Last year, things were looking a bit hairy in the world of male grooming. Literally. The rise of the unprimped, unpreened and often bearded ‘retrosexual’ left the market struggling, as value growth slowed to 1.9% and volumes actually declined by 1.4% [Kantar Worldpanel 52 w/e 15 May 2011].

But the industry has fought back. The latest figures show solid value growth of 3.8% on the back of small (but, crucially, positive) volume growth of 0.5% [Kantar Worldpanel 52 w/e 13 May 2012]. Last year’s decline in facial skincare has been reversed, with value sales up 2.8% and volumes up 6.3% - and the hair styling sector has pulled off a glorious turn-around, reversing a long-term decline to boost values by 28.5% and volumes by 10.6%.

” The premium end of the disposables market is doing well - men want a brand they can trust” Bronwyn Andrew, SymphonyIRI

Is this the return of the metrosexual? Not exactly. Beards are as popular as ever, and volume sales of razors and blades continue to struggle, down 3.8% year-on-year [Kantar Worldpanel]. But for every man with a beard, there’s a trendy clean-cut youngster with a quiff or Brit-rock hairstyle looking for the right product to keep his look sharp.

In short, the boys have joined the men in starting to invest in their appearances again - and they’ve been lured by the brands they know and trust.

Key to the category’s growth has been the big brands’ bold diversification into new areas. In the past couple of years, Unilever has launched Dove Men+Care (January 2010), Gillette has expanded its skincare presence (March 2010), Wilkinson Sword has entered skincare (September 2010) - and Lynx has leapt into haircare (January 2012).

It was a smart move. The new range of five shampoos and six styling products racked up sales of £2.2m in its first four months [SymphonyIRI 52 w/e 19 May 2012], contributing 40% of Lynx’s year-on-year value growth of 3.9% (or £5.4m) and helping the brand boost volume sales by 9% [SymphonyIRI].

▶ **WORK TO DO**:
Pick up the article on the men's grooming market after its last sentence and keep it going.

(Pointing and labeling entries)
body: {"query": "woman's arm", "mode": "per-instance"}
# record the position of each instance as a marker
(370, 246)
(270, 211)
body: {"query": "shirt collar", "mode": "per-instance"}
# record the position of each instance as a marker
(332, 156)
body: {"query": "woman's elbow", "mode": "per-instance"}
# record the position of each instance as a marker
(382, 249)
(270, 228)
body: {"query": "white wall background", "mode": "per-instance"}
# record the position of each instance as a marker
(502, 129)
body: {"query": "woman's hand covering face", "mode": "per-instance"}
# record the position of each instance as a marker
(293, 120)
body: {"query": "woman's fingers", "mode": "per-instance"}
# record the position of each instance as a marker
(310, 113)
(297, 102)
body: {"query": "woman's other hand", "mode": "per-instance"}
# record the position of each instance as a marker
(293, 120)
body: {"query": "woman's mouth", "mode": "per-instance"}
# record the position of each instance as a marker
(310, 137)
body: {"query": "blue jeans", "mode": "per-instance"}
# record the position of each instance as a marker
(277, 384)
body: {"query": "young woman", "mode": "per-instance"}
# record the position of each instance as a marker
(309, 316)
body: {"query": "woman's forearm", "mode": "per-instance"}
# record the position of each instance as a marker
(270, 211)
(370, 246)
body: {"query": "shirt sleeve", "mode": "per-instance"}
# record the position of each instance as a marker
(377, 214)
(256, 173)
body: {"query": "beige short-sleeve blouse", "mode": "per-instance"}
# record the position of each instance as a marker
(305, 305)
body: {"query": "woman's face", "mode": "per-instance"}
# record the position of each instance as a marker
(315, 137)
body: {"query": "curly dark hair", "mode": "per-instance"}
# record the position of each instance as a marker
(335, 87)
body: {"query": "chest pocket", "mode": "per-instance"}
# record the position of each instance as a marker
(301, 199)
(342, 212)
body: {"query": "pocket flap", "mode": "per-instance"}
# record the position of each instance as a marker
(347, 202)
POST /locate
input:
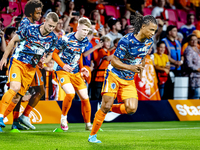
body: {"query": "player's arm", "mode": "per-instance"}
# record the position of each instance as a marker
(8, 50)
(65, 67)
(115, 62)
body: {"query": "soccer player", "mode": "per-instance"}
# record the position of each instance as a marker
(129, 58)
(32, 10)
(35, 41)
(69, 74)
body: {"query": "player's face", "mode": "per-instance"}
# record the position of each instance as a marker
(37, 14)
(161, 48)
(59, 25)
(49, 25)
(149, 30)
(82, 31)
(118, 26)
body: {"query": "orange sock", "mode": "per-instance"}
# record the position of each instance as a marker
(67, 103)
(15, 116)
(27, 110)
(9, 109)
(98, 120)
(86, 110)
(6, 100)
(118, 108)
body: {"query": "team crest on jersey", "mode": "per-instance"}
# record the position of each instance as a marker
(42, 79)
(14, 75)
(47, 46)
(113, 86)
(62, 80)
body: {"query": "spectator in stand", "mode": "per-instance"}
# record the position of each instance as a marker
(192, 66)
(159, 11)
(188, 28)
(105, 56)
(162, 66)
(197, 33)
(134, 6)
(101, 9)
(9, 34)
(124, 24)
(82, 12)
(173, 50)
(115, 27)
(59, 28)
(5, 4)
(180, 37)
(95, 16)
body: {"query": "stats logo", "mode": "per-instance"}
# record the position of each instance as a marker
(186, 109)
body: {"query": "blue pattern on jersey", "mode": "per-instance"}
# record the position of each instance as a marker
(33, 45)
(24, 23)
(71, 50)
(130, 51)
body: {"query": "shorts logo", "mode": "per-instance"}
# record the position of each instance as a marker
(62, 80)
(113, 86)
(14, 75)
(47, 46)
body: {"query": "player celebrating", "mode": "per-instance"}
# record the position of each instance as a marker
(70, 74)
(119, 82)
(34, 42)
(32, 10)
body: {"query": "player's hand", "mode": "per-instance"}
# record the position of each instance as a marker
(84, 72)
(3, 62)
(136, 68)
(67, 68)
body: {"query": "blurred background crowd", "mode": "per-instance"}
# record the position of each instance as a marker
(175, 52)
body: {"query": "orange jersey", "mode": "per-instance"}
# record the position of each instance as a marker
(76, 80)
(21, 72)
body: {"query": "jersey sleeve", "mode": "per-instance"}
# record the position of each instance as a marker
(59, 44)
(122, 48)
(23, 33)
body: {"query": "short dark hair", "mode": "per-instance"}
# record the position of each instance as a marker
(159, 43)
(30, 7)
(112, 21)
(9, 31)
(190, 36)
(138, 20)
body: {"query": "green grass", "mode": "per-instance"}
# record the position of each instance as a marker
(171, 135)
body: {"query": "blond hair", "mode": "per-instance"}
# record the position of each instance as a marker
(85, 21)
(53, 16)
(105, 38)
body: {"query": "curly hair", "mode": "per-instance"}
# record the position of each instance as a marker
(138, 20)
(30, 7)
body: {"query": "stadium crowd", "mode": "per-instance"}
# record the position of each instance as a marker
(175, 50)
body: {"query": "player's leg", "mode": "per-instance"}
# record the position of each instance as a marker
(16, 124)
(107, 102)
(85, 107)
(35, 98)
(70, 93)
(10, 97)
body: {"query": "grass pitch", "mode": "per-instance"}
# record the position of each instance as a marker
(173, 135)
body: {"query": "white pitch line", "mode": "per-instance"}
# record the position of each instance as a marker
(164, 129)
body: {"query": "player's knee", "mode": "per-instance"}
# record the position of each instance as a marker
(16, 98)
(15, 88)
(131, 109)
(106, 108)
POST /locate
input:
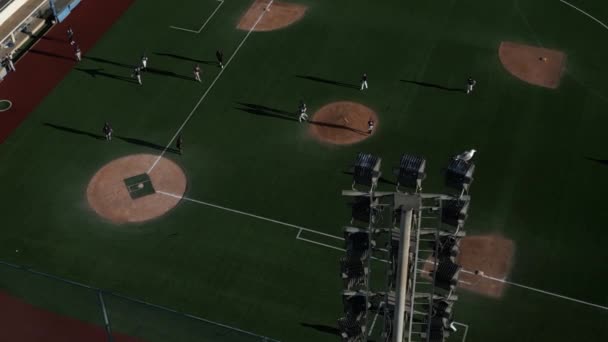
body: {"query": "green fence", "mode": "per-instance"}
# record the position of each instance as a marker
(113, 314)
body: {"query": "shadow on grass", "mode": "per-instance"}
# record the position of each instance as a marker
(436, 86)
(99, 72)
(107, 61)
(184, 58)
(266, 111)
(599, 161)
(323, 80)
(75, 131)
(129, 140)
(322, 328)
(50, 54)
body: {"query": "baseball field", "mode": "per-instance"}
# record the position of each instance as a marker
(244, 227)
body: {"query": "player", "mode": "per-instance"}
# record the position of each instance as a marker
(364, 81)
(107, 131)
(9, 62)
(71, 35)
(197, 73)
(137, 74)
(180, 144)
(220, 58)
(144, 63)
(470, 84)
(78, 53)
(303, 115)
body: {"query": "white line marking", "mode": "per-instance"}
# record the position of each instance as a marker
(250, 215)
(270, 220)
(321, 244)
(209, 89)
(585, 13)
(204, 24)
(466, 330)
(371, 328)
(105, 315)
(534, 289)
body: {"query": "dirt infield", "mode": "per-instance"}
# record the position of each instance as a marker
(535, 65)
(122, 192)
(490, 254)
(342, 123)
(280, 15)
(24, 322)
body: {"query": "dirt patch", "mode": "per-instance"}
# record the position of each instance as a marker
(535, 65)
(122, 192)
(490, 254)
(342, 123)
(280, 15)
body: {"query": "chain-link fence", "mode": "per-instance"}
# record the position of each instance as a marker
(60, 308)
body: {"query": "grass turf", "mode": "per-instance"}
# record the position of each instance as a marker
(540, 167)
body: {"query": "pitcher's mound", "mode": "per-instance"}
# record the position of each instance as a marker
(535, 65)
(342, 123)
(280, 15)
(122, 190)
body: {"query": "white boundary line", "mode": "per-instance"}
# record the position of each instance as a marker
(204, 24)
(300, 229)
(105, 315)
(585, 13)
(210, 87)
(531, 288)
(466, 330)
(371, 328)
(252, 215)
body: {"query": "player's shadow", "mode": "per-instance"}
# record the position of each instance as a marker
(99, 72)
(332, 125)
(436, 86)
(266, 111)
(75, 131)
(50, 54)
(323, 80)
(144, 143)
(184, 58)
(107, 61)
(322, 328)
(599, 161)
(167, 73)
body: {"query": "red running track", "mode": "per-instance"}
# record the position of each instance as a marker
(22, 322)
(52, 57)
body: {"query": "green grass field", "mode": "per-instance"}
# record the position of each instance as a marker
(541, 175)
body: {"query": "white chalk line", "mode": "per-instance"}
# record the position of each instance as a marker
(300, 229)
(340, 249)
(585, 13)
(204, 24)
(557, 295)
(210, 87)
(466, 330)
(371, 328)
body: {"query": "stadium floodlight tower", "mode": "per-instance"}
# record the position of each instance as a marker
(410, 173)
(459, 175)
(366, 171)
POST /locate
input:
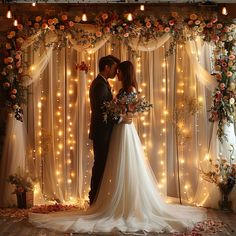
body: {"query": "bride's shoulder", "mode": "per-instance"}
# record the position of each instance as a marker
(133, 89)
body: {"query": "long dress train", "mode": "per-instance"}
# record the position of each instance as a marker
(128, 199)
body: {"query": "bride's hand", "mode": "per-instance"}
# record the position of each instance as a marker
(127, 118)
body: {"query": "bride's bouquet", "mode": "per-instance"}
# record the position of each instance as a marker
(125, 103)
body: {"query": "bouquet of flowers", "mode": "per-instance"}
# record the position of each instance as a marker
(222, 173)
(22, 183)
(123, 104)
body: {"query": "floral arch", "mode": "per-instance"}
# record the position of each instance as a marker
(142, 33)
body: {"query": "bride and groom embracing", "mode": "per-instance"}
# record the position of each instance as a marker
(124, 195)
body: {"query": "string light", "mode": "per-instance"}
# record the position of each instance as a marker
(9, 13)
(15, 23)
(129, 16)
(142, 8)
(224, 11)
(84, 17)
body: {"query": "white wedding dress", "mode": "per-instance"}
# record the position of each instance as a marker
(128, 200)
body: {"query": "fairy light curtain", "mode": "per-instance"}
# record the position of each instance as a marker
(58, 116)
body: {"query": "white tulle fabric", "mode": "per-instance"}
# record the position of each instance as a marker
(128, 199)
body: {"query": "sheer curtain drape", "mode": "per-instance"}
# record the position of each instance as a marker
(58, 115)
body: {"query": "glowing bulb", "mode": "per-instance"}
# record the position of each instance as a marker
(84, 17)
(9, 13)
(224, 11)
(15, 23)
(142, 7)
(39, 104)
(129, 17)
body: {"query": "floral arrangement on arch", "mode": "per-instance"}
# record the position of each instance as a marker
(144, 27)
(82, 67)
(124, 103)
(224, 38)
(222, 173)
(21, 183)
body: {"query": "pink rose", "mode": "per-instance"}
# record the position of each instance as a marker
(8, 46)
(231, 57)
(167, 29)
(20, 27)
(209, 25)
(62, 27)
(98, 34)
(18, 64)
(104, 16)
(52, 27)
(227, 29)
(190, 22)
(219, 26)
(148, 24)
(214, 20)
(107, 29)
(71, 23)
(64, 17)
(9, 67)
(6, 85)
(214, 115)
(215, 38)
(218, 76)
(218, 96)
(50, 22)
(44, 25)
(14, 91)
(229, 74)
(18, 56)
(38, 18)
(36, 25)
(222, 86)
(171, 22)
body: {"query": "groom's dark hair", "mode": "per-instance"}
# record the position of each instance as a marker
(107, 60)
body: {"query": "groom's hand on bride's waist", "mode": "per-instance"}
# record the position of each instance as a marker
(127, 118)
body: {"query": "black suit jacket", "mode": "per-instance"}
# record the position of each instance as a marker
(99, 93)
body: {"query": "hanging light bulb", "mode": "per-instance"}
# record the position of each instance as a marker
(129, 17)
(224, 11)
(84, 17)
(15, 23)
(142, 7)
(9, 13)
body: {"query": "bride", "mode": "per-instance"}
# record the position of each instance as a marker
(128, 199)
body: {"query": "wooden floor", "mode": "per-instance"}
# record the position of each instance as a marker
(19, 227)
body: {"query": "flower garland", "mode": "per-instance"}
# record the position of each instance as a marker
(223, 36)
(145, 28)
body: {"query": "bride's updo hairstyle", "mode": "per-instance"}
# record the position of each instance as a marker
(126, 69)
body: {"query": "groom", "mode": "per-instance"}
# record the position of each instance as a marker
(100, 131)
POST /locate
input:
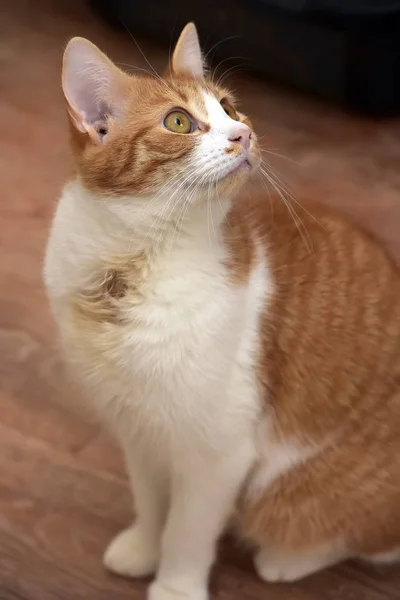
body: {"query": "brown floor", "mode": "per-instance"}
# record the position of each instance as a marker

▶ **ANSWER TO THE EXERCISE**:
Its sales have doubtless had a significant impact on the wider growth of hair styling, up 28.5% to £13.2m [Kantar Worldpanel]. And the fact that Lynx has introduced some of its loyal consumers to hair care, making the growth partly incremental, is good news for competitors. That said, some have suffered - not least Teddy Boy favourite Brylcreem, which has seen value sales fall 9.9% on the back of a 17.8% slump in volumes [SymphonyIRI].

Lynx was in the right place at the right time. “The fashion now is for longer hair, which requires a lot more styling,” says Rhian Bartlett, Sainsbury’s beauty category manager. She attributes the trend to the success of the nation’s latest favourite boy band. “It’s the One Direction effect.”

By diversifying its range of men’s grooming products, Lynx has not just responded to demand, it has stimulated it. “Men respond well to NPD from established brands that offers a degree of familiarity,” explains Johnny Gorman, Unilever UK senior category strategy manager for deodorants and men’s toiletries. “For brands to stretch across sub-categories they must ensure they are credible, relevant and offer compelling benefits.”

It is also vital to communicate those benefits. “Consumers do have an affinity with brands they recognise and use, so loyalty is likely,” says Sarah Crawford, national account manager at razor manufacturer Super-Max. “But the support of the retailer and brand to promote the products is paramount.”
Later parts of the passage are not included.